> _INSTRUCTIONS FOR THE TASK_
Go to the line in the entries below that holds "Guideline: for each instance of the blonde" and repeat exactly from there through the line that holds "Guideline: for each instance of the white dress", inclusive.

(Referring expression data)
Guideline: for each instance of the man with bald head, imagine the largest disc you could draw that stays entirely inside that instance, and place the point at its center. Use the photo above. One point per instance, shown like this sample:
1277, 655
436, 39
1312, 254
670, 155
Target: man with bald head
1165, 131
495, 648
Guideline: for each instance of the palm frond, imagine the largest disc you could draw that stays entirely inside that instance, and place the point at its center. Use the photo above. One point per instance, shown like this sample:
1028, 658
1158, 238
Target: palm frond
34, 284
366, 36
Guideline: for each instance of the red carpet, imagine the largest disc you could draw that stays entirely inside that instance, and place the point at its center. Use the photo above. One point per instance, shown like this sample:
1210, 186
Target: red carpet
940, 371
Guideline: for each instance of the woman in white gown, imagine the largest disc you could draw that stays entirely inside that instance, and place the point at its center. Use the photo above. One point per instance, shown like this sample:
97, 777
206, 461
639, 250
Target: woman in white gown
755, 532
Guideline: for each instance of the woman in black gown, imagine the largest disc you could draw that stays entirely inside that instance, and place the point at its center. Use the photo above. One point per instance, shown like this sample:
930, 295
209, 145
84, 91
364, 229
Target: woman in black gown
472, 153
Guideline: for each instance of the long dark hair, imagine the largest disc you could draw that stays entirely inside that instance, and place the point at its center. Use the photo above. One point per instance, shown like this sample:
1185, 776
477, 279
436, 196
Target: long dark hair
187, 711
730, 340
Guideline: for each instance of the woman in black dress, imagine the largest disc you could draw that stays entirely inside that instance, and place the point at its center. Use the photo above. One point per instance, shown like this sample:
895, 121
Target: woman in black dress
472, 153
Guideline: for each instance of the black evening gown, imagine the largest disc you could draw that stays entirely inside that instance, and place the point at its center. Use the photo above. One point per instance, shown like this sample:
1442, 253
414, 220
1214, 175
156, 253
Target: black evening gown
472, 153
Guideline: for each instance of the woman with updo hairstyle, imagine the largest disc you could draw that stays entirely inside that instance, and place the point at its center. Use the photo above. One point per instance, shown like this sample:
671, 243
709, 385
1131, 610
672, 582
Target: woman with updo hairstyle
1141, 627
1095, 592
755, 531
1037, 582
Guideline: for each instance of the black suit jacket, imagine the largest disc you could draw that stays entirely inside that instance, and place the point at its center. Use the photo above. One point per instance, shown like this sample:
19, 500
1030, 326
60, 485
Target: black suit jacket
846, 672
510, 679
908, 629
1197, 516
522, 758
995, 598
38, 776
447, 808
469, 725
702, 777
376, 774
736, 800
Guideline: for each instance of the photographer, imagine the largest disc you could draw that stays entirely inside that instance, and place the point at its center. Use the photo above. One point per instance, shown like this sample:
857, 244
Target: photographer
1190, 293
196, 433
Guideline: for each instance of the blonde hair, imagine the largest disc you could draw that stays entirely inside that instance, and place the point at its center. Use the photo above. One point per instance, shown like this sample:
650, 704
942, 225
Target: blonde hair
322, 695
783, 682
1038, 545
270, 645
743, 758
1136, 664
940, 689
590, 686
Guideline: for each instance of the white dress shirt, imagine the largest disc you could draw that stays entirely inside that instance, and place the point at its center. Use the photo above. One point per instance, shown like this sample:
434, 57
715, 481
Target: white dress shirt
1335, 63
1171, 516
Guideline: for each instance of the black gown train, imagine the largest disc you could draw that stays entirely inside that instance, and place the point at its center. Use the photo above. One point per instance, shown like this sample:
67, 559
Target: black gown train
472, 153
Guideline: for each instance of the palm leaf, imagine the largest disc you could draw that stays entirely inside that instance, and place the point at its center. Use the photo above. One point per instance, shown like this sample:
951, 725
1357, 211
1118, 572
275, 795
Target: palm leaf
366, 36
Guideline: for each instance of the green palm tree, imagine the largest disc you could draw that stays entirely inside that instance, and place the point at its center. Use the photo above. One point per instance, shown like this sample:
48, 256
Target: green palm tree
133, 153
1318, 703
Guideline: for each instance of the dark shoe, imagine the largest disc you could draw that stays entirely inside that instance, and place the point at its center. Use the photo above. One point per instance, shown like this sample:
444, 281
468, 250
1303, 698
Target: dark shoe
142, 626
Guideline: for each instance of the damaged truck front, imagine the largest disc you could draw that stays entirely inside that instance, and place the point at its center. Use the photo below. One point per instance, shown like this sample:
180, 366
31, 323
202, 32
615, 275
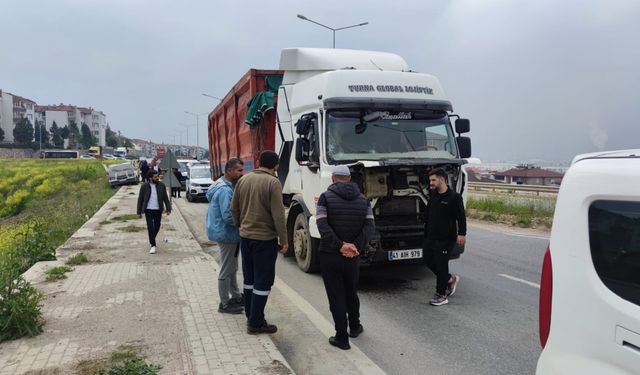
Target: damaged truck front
391, 126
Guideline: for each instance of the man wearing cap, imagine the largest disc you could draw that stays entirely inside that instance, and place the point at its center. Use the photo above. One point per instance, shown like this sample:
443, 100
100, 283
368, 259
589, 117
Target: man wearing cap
258, 211
345, 222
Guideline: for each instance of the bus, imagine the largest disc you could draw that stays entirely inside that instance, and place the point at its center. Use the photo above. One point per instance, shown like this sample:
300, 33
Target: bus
60, 154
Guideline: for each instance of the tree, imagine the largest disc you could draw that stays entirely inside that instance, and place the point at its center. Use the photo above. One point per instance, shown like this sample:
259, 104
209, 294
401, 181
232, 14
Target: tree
111, 138
87, 139
23, 132
40, 129
56, 135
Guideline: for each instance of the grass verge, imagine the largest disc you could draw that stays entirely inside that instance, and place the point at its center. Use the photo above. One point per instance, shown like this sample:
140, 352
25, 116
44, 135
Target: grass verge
523, 212
124, 361
42, 203
77, 260
57, 273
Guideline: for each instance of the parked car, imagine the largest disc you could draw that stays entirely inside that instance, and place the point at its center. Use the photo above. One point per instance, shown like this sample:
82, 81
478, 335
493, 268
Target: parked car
184, 168
123, 174
590, 287
198, 181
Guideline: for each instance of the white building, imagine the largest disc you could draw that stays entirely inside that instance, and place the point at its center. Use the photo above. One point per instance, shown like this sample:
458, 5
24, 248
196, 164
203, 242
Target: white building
64, 114
13, 108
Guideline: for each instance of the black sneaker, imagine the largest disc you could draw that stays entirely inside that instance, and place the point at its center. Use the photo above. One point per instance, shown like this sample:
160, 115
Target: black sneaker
264, 328
230, 309
237, 300
452, 285
342, 344
356, 332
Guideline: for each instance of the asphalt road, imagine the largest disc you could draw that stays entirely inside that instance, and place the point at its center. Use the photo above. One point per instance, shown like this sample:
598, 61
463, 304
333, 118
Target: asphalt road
490, 326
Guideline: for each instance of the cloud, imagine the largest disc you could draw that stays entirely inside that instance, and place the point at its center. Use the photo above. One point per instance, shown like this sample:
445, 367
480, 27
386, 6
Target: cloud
598, 135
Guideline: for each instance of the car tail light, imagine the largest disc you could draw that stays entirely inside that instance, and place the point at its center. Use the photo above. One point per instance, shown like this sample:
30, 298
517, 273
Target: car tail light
546, 292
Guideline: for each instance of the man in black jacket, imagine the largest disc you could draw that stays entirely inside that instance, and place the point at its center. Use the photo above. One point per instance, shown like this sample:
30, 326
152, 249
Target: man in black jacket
345, 222
152, 199
446, 225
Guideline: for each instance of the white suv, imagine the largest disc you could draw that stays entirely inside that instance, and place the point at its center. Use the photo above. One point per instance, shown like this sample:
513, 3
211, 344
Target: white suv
198, 181
590, 288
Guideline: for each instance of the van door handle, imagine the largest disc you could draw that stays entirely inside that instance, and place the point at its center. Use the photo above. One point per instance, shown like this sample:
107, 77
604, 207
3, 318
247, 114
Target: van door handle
628, 339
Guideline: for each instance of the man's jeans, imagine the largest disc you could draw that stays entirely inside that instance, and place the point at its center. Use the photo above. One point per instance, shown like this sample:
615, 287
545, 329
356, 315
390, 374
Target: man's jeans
227, 281
259, 270
154, 217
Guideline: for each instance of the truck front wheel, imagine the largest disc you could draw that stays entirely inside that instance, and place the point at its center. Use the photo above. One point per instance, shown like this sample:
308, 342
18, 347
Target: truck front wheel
305, 247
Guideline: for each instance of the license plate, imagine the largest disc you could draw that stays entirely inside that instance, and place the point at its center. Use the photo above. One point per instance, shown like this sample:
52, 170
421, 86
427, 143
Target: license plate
405, 254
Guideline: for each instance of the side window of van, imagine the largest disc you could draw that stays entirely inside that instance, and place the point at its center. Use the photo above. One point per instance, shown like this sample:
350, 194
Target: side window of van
614, 237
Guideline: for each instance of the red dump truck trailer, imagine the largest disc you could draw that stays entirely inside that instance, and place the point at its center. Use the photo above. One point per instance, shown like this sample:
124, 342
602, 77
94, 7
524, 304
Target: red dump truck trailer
362, 109
231, 133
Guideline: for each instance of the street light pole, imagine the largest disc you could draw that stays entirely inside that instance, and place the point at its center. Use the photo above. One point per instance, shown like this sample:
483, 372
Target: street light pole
331, 28
197, 116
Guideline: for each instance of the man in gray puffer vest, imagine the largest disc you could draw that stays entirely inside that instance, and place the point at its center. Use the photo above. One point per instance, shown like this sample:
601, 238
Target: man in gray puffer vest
345, 222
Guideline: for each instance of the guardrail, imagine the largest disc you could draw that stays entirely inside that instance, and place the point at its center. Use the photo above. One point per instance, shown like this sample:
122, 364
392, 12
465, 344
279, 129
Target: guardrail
537, 189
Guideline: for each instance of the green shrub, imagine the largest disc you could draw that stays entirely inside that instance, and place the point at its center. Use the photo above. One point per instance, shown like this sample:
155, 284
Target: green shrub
57, 273
135, 366
77, 260
20, 302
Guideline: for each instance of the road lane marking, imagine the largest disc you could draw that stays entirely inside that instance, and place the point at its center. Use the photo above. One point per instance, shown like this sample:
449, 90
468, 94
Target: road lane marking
519, 280
358, 358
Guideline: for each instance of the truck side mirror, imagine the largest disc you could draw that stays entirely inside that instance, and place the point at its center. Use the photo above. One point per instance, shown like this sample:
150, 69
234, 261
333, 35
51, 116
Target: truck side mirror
302, 150
306, 123
462, 125
464, 146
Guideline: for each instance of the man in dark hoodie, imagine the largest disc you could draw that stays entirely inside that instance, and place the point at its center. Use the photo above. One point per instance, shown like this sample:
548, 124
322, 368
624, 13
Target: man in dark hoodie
345, 222
445, 226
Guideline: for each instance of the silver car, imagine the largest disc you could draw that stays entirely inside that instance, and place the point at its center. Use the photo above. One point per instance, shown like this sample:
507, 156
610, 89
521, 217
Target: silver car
123, 174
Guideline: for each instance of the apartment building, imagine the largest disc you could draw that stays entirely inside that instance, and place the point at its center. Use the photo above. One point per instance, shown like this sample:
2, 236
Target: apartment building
13, 108
64, 114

> _RESPONSE AREA_
Guideline: for each instance of the blonde hair, imagine the largest disc you could draw that stays entirely inside that instance, and place the point at its center. Use the photo above. One point per instance, shown like this sample:
650, 704
942, 225
Target: blonde hair
322, 695
783, 682
1038, 545
270, 645
743, 758
1136, 664
940, 689
590, 686
Guideline: for each instance of the white dress shirt, imagine the largest disc you could draw that stays entirely inside that instance, and place the point at its center. Use the photo above. One point per instance, shown like this sample:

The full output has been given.